**Exercise details**:
Retype everything in the listing, leaving each line exactly as it is.

**Exercise input**:
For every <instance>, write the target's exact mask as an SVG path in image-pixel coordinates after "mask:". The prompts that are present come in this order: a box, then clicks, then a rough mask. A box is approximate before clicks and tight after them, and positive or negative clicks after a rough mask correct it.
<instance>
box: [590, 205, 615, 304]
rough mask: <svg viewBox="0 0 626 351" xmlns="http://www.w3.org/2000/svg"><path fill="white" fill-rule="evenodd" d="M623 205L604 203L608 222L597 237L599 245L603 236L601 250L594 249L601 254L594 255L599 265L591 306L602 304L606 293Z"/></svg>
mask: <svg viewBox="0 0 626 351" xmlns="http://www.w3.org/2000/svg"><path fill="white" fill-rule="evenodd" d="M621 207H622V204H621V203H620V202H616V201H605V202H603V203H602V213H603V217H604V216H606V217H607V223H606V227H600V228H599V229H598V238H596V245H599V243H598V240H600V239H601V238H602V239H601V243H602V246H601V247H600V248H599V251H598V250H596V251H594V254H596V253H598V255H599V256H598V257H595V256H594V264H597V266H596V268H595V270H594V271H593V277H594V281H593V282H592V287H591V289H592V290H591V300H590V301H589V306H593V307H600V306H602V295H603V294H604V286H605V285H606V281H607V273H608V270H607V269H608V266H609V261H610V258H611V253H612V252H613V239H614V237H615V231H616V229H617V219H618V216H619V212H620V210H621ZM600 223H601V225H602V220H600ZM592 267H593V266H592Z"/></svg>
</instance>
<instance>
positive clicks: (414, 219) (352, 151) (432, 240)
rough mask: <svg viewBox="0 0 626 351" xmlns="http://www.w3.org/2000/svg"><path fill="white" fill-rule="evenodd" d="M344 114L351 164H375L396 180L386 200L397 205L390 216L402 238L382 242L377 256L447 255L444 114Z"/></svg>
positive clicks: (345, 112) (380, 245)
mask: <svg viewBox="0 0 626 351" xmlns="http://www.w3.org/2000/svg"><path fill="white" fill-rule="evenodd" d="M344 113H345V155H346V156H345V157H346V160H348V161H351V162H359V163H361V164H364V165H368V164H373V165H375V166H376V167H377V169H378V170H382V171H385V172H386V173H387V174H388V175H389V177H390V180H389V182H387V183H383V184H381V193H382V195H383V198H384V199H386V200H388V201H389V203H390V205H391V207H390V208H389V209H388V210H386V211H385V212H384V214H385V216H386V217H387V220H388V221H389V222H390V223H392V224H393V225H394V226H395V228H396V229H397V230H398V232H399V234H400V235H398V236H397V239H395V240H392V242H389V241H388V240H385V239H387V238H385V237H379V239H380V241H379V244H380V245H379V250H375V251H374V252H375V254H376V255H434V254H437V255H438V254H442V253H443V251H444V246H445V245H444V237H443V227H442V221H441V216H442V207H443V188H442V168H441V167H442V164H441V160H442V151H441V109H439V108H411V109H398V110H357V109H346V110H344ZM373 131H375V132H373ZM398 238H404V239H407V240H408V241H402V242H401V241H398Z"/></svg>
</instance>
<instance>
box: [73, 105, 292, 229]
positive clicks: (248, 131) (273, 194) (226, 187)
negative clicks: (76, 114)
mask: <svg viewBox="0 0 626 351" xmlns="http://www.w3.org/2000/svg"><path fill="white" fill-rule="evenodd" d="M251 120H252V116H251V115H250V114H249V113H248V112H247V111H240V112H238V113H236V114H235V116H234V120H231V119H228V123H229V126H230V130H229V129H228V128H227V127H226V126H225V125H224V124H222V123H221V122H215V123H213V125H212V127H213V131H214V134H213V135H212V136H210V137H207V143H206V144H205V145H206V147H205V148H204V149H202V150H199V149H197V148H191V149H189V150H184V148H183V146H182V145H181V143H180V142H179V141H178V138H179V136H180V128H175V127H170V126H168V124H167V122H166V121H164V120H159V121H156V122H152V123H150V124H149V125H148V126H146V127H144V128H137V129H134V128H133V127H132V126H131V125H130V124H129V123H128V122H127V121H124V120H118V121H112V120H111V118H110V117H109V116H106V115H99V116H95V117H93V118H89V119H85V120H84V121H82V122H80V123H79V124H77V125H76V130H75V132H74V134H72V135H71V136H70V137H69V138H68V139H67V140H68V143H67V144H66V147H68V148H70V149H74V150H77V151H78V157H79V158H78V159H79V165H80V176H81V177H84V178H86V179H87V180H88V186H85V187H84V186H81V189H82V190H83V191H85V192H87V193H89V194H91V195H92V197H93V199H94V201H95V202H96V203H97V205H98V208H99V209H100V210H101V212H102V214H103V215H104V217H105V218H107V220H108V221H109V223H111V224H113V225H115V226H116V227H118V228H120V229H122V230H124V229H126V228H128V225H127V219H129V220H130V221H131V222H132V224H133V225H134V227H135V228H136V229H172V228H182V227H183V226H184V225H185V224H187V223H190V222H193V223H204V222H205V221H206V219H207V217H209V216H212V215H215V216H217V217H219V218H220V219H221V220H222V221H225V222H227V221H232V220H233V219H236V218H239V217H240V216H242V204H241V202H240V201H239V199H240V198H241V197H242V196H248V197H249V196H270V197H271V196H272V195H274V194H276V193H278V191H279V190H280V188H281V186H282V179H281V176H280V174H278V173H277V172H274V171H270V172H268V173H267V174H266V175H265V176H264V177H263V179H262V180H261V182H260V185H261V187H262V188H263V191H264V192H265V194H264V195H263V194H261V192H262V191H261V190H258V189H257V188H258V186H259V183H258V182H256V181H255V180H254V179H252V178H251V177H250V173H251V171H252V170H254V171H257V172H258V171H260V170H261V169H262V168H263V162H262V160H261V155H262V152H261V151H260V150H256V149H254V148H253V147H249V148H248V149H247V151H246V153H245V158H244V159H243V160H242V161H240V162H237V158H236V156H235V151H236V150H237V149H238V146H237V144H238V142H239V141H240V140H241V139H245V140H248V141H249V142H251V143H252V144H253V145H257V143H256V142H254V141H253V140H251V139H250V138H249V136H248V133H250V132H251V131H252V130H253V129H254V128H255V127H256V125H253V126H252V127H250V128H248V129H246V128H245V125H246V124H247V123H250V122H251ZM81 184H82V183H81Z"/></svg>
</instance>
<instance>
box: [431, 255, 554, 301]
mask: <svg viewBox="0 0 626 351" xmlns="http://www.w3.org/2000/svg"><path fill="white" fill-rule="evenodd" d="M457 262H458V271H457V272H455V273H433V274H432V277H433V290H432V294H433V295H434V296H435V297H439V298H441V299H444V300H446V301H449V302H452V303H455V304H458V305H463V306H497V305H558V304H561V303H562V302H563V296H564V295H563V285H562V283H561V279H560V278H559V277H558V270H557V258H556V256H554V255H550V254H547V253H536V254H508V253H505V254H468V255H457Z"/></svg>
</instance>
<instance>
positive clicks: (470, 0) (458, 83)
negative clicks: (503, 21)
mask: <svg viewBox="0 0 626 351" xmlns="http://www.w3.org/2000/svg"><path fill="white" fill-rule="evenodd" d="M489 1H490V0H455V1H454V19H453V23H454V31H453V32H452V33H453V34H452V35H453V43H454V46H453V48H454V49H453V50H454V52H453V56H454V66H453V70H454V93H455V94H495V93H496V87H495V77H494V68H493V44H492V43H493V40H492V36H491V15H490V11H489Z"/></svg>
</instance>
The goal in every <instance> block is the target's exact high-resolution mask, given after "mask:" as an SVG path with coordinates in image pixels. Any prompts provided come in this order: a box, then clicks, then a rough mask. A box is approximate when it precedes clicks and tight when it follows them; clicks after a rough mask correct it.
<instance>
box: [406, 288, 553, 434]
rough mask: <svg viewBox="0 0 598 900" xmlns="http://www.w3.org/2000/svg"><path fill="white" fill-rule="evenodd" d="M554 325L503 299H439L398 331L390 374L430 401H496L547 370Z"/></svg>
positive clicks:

**Solution for this exercise**:
For every <instance>, write the target's exact mask as an SVG path in image-pixel coordinates after "mask:". The prompts that are present come in this order: a box, then clicks, then a rough mask. A box is approximate before clicks and tight after them, and positive or negative clicks after a rough mask correct it.
<instance>
box: [590, 205, 615, 304]
rough mask: <svg viewBox="0 0 626 351" xmlns="http://www.w3.org/2000/svg"><path fill="white" fill-rule="evenodd" d="M623 205L604 203L608 222L597 237L599 245L603 236L601 250L594 249L601 254L594 255L599 265L591 306L602 304L606 293Z"/></svg>
mask: <svg viewBox="0 0 626 351" xmlns="http://www.w3.org/2000/svg"><path fill="white" fill-rule="evenodd" d="M621 207H622V204H621V203H620V202H616V201H605V202H603V203H602V213H603V217H604V216H606V217H607V223H606V227H600V228H599V229H598V238H596V245H599V243H598V240H600V239H601V238H602V239H601V243H602V246H601V247H600V248H599V251H598V250H596V251H594V254H596V253H598V255H599V256H598V257H595V256H594V264H597V266H596V268H595V270H594V271H593V277H594V281H593V282H592V287H591V289H592V290H591V300H590V301H589V306H593V307H600V306H602V295H603V294H604V286H605V285H606V281H607V273H608V270H607V269H608V266H609V261H610V258H611V253H612V252H613V239H614V237H615V231H616V229H617V219H618V216H619V212H620V210H621ZM600 223H601V225H602V220H600ZM592 267H593V266H592Z"/></svg>
</instance>
<instance>
positive clicks: (414, 219) (352, 151) (432, 240)
rough mask: <svg viewBox="0 0 626 351" xmlns="http://www.w3.org/2000/svg"><path fill="white" fill-rule="evenodd" d="M344 114L351 164H375L396 180L386 200L397 205L390 216L402 238L382 242L377 256L447 255L444 114Z"/></svg>
positive clicks: (345, 112) (380, 245)
mask: <svg viewBox="0 0 626 351" xmlns="http://www.w3.org/2000/svg"><path fill="white" fill-rule="evenodd" d="M344 113H345V155H346V156H345V157H346V160H348V161H351V162H359V163H361V164H364V165H368V164H373V165H375V166H376V167H377V169H378V170H382V171H385V172H386V173H387V174H388V175H389V177H390V180H389V182H387V183H383V184H381V193H382V195H383V198H384V199H386V200H388V201H389V203H390V205H391V207H390V208H389V209H388V210H386V211H385V212H384V214H385V216H386V217H387V220H388V221H389V222H390V223H392V224H393V225H394V226H395V228H396V229H397V230H398V232H399V234H400V235H398V236H397V239H395V240H392V242H389V241H388V240H385V239H387V238H385V237H379V239H380V241H379V244H380V245H379V250H375V251H374V252H375V254H376V255H434V254H437V255H438V254H442V253H443V251H444V246H445V245H444V237H443V227H442V221H441V216H442V207H443V188H442V168H441V167H442V164H441V160H442V151H441V109H439V108H411V109H398V110H357V109H346V110H344ZM373 131H375V132H373ZM398 238H404V239H407V240H408V241H402V242H401V241H398Z"/></svg>
</instance>
<instance>
box: [73, 105, 292, 229]
positive clicks: (248, 131) (273, 194) (226, 187)
negative clicks: (76, 114)
mask: <svg viewBox="0 0 626 351" xmlns="http://www.w3.org/2000/svg"><path fill="white" fill-rule="evenodd" d="M251 120H252V116H251V115H250V114H249V113H248V112H247V111H240V112H238V113H236V114H235V116H234V120H231V119H228V123H229V126H230V130H229V129H228V128H227V127H226V126H225V125H224V124H222V123H221V122H215V123H213V125H212V127H213V131H214V134H213V135H212V136H210V137H207V143H206V144H205V145H206V147H205V148H204V149H202V150H199V149H197V148H191V149H189V150H184V148H183V146H182V145H181V143H180V142H179V141H178V138H179V136H180V128H175V127H170V126H168V124H167V122H166V121H164V120H159V121H156V122H152V123H150V124H149V125H148V126H146V127H144V128H137V129H134V128H133V127H132V126H131V125H130V124H129V123H128V122H127V121H124V120H118V121H112V120H111V118H110V117H109V116H106V115H99V116H95V117H93V118H89V119H85V120H84V121H82V122H80V123H79V124H77V125H76V130H75V132H74V134H72V135H71V136H70V137H69V138H68V139H67V140H68V143H67V144H66V147H68V148H70V149H74V150H77V151H78V157H79V158H78V159H79V165H80V176H81V177H84V178H86V179H87V180H88V186H85V187H84V186H81V189H82V190H83V191H85V192H87V193H89V194H91V195H92V197H93V199H94V201H95V202H96V203H97V205H98V208H99V209H100V210H101V212H102V214H103V215H104V217H105V218H107V220H108V221H109V223H111V224H113V225H115V226H116V227H118V228H120V229H122V230H124V229H126V228H128V225H127V219H129V220H130V221H131V222H132V224H133V225H134V227H135V228H136V229H172V228H182V227H183V226H184V225H185V224H187V223H190V222H193V223H204V222H205V221H206V219H207V217H209V216H212V215H215V216H217V217H219V218H220V219H221V220H222V221H225V222H227V221H232V220H233V219H236V218H239V217H240V216H242V204H241V202H240V201H239V199H240V198H241V197H242V196H248V197H249V196H270V197H271V196H272V195H274V194H276V193H278V191H279V190H280V188H281V186H282V179H281V176H280V174H278V173H277V172H274V171H270V172H268V173H267V174H266V175H265V176H264V177H263V179H262V180H261V182H260V185H261V187H262V188H263V191H264V192H265V194H264V195H263V194H261V192H262V191H261V190H258V189H257V188H258V186H259V183H258V182H256V181H255V180H254V179H252V178H251V177H250V173H251V171H252V170H254V171H257V172H258V171H260V170H261V169H262V168H263V162H262V160H261V155H262V152H261V151H260V150H256V149H254V148H253V147H249V148H248V149H247V151H246V153H245V158H244V159H243V160H242V161H240V162H237V158H236V156H235V151H236V150H237V149H238V146H237V144H238V142H239V141H240V140H241V139H245V140H248V141H249V142H251V143H252V144H253V145H257V143H256V142H254V141H253V140H251V139H250V138H249V136H248V133H250V132H251V131H252V130H253V129H254V128H255V127H256V125H253V126H252V127H250V128H248V129H246V128H245V125H246V124H247V123H250V122H251ZM81 184H82V183H81Z"/></svg>
</instance>
<instance>
box: [431, 255, 554, 301]
mask: <svg viewBox="0 0 626 351" xmlns="http://www.w3.org/2000/svg"><path fill="white" fill-rule="evenodd" d="M457 262H458V271H457V272H455V273H433V274H432V277H433V290H432V294H433V295H434V296H435V297H439V298H441V299H444V300H446V301H449V302H452V303H455V304H458V305H463V306H497V305H558V304H561V303H562V302H563V296H564V295H563V285H562V283H561V279H560V278H559V277H558V270H557V258H556V256H554V255H550V254H547V253H536V254H508V253H505V254H468V255H457Z"/></svg>
</instance>
<instance>
positive clicks: (470, 0) (458, 83)
negative clicks: (503, 21)
mask: <svg viewBox="0 0 626 351" xmlns="http://www.w3.org/2000/svg"><path fill="white" fill-rule="evenodd" d="M489 1H490V0H455V1H454V19H453V23H454V31H453V32H452V33H453V34H452V35H453V43H454V46H453V48H454V49H453V50H454V52H453V56H454V66H453V70H454V93H455V94H495V93H496V87H495V77H494V68H493V44H492V43H493V40H492V36H491V15H490V11H489Z"/></svg>
</instance>
The goal in every <instance> block is the target's exact high-resolution mask, given after "mask:" as an SVG path with coordinates in image pixels. Any prompts provided come in this order: a box, then clicks, then a rough mask. A box is approximate when it precedes clicks and tight when it follows them; clicks after a rough mask correct it.
<instance>
box: [406, 288, 553, 434]
rough mask: <svg viewBox="0 0 598 900" xmlns="http://www.w3.org/2000/svg"><path fill="white" fill-rule="evenodd" d="M554 325L503 299H439L398 331L390 374L430 401H496L547 370Z"/></svg>
positive clicks:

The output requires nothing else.